Content starts

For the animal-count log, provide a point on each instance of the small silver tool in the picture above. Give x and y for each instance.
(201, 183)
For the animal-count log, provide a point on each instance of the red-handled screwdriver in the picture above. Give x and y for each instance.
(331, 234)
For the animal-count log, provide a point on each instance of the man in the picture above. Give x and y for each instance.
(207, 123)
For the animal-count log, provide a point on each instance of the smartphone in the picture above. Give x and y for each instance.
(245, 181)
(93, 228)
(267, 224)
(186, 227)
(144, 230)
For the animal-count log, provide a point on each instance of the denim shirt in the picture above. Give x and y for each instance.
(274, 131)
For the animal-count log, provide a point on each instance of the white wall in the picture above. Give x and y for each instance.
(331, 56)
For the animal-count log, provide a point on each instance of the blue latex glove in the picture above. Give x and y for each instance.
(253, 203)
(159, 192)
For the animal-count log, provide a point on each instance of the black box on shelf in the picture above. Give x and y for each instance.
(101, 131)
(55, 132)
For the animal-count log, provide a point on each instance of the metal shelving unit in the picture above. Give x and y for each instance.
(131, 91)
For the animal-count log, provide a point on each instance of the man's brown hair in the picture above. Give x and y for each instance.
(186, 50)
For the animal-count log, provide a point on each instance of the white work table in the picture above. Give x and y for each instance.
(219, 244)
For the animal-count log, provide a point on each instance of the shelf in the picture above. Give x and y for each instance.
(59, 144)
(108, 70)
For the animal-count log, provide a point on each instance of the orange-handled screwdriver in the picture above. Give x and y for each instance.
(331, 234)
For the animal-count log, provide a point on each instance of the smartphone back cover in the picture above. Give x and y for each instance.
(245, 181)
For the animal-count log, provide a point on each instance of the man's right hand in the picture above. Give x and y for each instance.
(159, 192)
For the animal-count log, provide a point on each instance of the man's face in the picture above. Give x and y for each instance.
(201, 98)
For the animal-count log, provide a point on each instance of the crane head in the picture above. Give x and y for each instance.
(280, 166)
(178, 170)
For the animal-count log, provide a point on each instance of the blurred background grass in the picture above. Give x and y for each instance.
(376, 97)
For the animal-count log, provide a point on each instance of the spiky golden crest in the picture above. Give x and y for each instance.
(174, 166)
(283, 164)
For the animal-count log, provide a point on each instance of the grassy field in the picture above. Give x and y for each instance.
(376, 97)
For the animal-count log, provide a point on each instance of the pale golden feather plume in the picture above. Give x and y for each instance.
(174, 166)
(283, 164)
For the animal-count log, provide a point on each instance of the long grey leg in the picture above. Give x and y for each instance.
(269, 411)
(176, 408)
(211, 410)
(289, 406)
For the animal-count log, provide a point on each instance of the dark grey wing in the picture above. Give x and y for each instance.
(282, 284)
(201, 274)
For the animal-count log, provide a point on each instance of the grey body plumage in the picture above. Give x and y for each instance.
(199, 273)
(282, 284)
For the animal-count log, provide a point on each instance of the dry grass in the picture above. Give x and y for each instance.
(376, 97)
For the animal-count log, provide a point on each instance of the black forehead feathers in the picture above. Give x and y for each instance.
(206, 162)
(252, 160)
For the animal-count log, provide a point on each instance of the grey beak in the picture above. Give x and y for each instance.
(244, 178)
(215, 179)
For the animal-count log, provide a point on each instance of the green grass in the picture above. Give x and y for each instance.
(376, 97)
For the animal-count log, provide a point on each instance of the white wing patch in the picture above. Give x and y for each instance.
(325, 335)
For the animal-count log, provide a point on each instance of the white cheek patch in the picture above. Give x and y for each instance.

Content ends

- **Work instruction**
When you answer, repeat every record exactly, omitting nothing.

- **Response to this exercise**
For the animal-count log, provide a point on each instance of the small silver tool in the picture above. Give x and y for each instance.
(201, 183)
For the animal-count log, provide a point on each instance of the red-handled screwdriver in the picture above. Give x and y for each instance.
(331, 234)
For the animal-count log, provide a point on each instance of the man in the picture above. Give x and y for each instance.
(207, 123)
For the animal-count log, provide a point on each instance of the smartphone in the picture above. Give x and y for each instance.
(245, 181)
(93, 228)
(267, 224)
(186, 227)
(144, 230)
For the animal-count log, provide a point on each instance of the denim shirt in the picture above. Give x and y for each instance.
(274, 131)
For the animal-count log, provide a point on each instance of the white wall in the picture above. Give x and y for each instance.
(331, 56)
For the animal-count log, provide a point on each instance of the blue latex glove in the picture above. Give x and y for each instance.
(253, 203)
(159, 192)
For the animal-count log, provide a point on each instance of the black box on shelf in the picture above. Give x and y for each instance.
(101, 131)
(55, 132)
For the animal-count log, provide a point on each instance of the metal shelving unit in the picture above. Give x and y for each instance.
(131, 91)
For the animal-count log, provide a point on each instance of the man's brown hair in the picture above. Give x and y for each instance.
(186, 50)
For the animal-count log, provide a point on each instance of the white work table in the picture above. Give x and y for each instance.
(219, 244)
For the animal-count log, provide a point on each instance of the shelf in the picture above. Give x and y for each instance.
(59, 144)
(108, 70)
For the animal-count log, provide a point on each instance of the orange-handled screwdriver in the picture above. Give x and y for each instance.
(331, 234)
For the animal-count log, provide a point on each instance of the smartphone back cover in the picture above. Give x and y for each instance.
(245, 181)
For the animal-count log, provide a point on each instance of the man's right hand in the picture above. Give x and y for each instance.
(159, 192)
For the animal-count log, provide a point on each instance of the man's face in the picture above. Give x and y for each instance.
(201, 98)
For the animal-count log, provide a point on each instance of the crane head in the picture above. Give x and y for each instance.
(280, 166)
(178, 170)
For the animal-count log, provide a point on each instance of the blurred background grass in the picture above. Give x and y for each instance.
(376, 97)
For the animal-count log, provide a point on each instance of the spiky golden crest in the picture above. Give x and y for each instance.
(174, 166)
(283, 164)
For the animal-count log, provide a point on each instance of the grassy field in the picture above. Give x and y for each instance.
(376, 97)
For the animal-count log, provide a point on each instance of the pale golden feather plume in the picture above. Give x and y for each instance.
(174, 166)
(283, 164)
For the animal-count log, provide a point on each instance of the long grey leg in the picture above. Give x and y for each instance.
(269, 411)
(176, 408)
(211, 410)
(289, 406)
For the animal-count log, provide a point on each instance of the dark grey wing in the picture above. Give x and y for each instance.
(282, 284)
(201, 274)
For the animal-count log, provide a point on each instance of the grey body plumage in the picture above. Give x and y for each instance.
(199, 273)
(282, 284)
For the animal-count log, provide a point on each instance of the dry grass in the picture above. Give x and y for each instance.
(376, 97)
For the animal-count log, provide a point on each instance of the black forehead feathers in the picture above. Give x and y for each instance.
(206, 162)
(252, 160)
For the animal-count log, provide a point on each instance of the grey beak in the picture above. Give x and y for each instance.
(244, 178)
(215, 179)
For the animal-count log, provide a point on each instance of the green grass in the picture above. Give x and y for each instance.
(376, 97)
For the animal-count log, provide a point on each instance of the white wing patch in the picture above. Give x and y for each instance.
(325, 335)
For the animal-count log, provide a point on each instance of the white cheek patch in the picture above. Give x and y for each instance.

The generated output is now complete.